* [Provided text]

Forty-nine people were killed and at least 20 others sustained serious injuries when a gunman opened fire during afternoon prayers at two mosques in New Zealand's Christchurch on Friday, March 15. The New Zealand Police Commissioner confirmed the death toll and said that four people -- three men and one woman -- had been taken into custody. The deadly mass shooting has shocked the nation known for tolerance and safety.
"This is an evolving incident and we are working to confirm the facts, however we can confirm there have been a number of fatalities," Police Commissioner Mike Bush said in a statement. He also revealed that multiple explosive devices were attached to vehicles as part of the attack and that they have been sanitised now.
"Police recommend that residents across Christchurch remain off the streets and indoors until further notice. Christchurch schools will be locked down until further notice," a separate official notice said.
The Bangladesh cricket team was also said to be close to the area where the first shooting took place, but a team coach told the local media that all the members of the team were safe. While the first shooting took place at the Masjid al Noor mosque at Deans Avenue near Hagley Park, there are also reports of another shooting at the Linwood Masjid Mosque.
The Christchurch hospital also said that "multiple" casualties had been sent, but did not specify the number.
Why was the attack carried out?
While the exact reason behind the attack isn't known and the authorities too have said that they will not discuss the possible motivations as of now, a social media post surfaced just before the attack and is believed to have been written by one of the shooters. The post contained a link to an 87-page manifesto that spoke of anti-immigrant, anti-Muslim ideas and explanations, reported CNN.
Who are the attackers?
New Zealand Prime Minister Jacinda Ardern revealed that the attack seems "pre-planned" and that one of those arrested is an Australian-born. The attacker is known to have extreme views, but none of them was on the terror watch lists. "I think we should be vigilant against extreme ideology and extreme violent acts," Ardern added
Australian PM Scott Morrison also conducted a briefing and called the shooting a "right-wing terror attack," reported Stuff New Zealand. He said he has been in touch with Ardern and confirmed that one of the attackers is an Australian-born.

* [Work to complete]
(1) Copy word for word the stretch of the Christchurch shooting report from "The Christchurch hospital" through "explanations, reported CNN.".
(2) In the Christchurch shooting report, how long was the manifesto linked in the social media post?
(3) Write the next part of the news report on the Christchurch mosque shootings, picking up after its last sentence.

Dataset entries
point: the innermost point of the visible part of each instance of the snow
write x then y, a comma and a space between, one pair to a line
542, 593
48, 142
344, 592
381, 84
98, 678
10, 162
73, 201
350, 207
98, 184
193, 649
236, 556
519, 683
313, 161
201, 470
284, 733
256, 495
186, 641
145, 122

* [Answers to the exercise]
(1)
The Christchurch hospital also said that "multiple" casualties had been sent, but did not specify the number.
Why was the attack carried out?
While the exact reason behind the attack isn't known and the authorities too have said that they will not discuss the possible motivations as of now, a social media post surfaced just before the attack and is believed to have been written by one of the shooters. The post contained a link to an 87-page manifesto that spoke of anti-immigrant, anti-Muslim ideas and explanations, reported CNN.

(2) It was 87 pages long.

(3)
What eyewitnesses said
Mohan Ibn Ibrahim, an eyewitness, spoke to CNN about the Masjid al Noor shooting and said that there were many people at the mosque at the time of the incident. "I was in the mosque. It's a big mosque and there were more than 200 people inside. The gunmen came from the backside. Gunshots went on for a long time. We had to jump the wall to escape. I saw lots of broken glass and bricks on the backside of the mosque," he said.
Another eyewitness said that the shooting took place around 1.45 pm local time and he "heard the big sound, the gun." "The second shot, I run, lots of people were sitting on the floor," he said. "The gun was (at the) front door, I run behind the mosque and I was sitting behind... and I called the police," Mohammed Nazir told TVNZ. He added that he saw multiple people dead and injured including three women.
Meanwhile, another eyewitness who lives next to the mosque said that he saw the gunman, dressed in black, running out of the mosque and dropped what appeared to be a semi-automatic weapon on his driveway. "I saw dead people everywhere. There were three in the hallway, at the door leading into the mosque, and people inside the mosque," the Washington Post quoted Len Peneha as saying. "It's unbelievable nutty. I don't understand how anyone could do this to these people, to anyone. It's ridiculous."
One gunman is known to have live streamed the attack and posted the video on several social media channels. The New Zealand police have asked users not to circulate the video.
Police are aware there is extremely distressing footage relating to the incident in Christchurch circulating online. We would strongly urge that the link not be shared. We are working to have any footage removed.— New Zealand Police (@nzpolice) March 15, 2019
New Zealand's Prime Minister Jacinda Ardern held a press conference after the shooting and described it as "one of New Zealand's darkest days. What has happened here is an extraordinary and unprecedented act of violence," she said, adding that there was "no place in New Zealand," for the attacker. "For now my thoughts and I'm sure the thoughts of all New Zealanders are with those who have been affected their families."
Ardern has also urged people not to share the video of the incident. "What all of us can at least do is make sure we do not share, spread, or actively engage in that message of hate," she noted.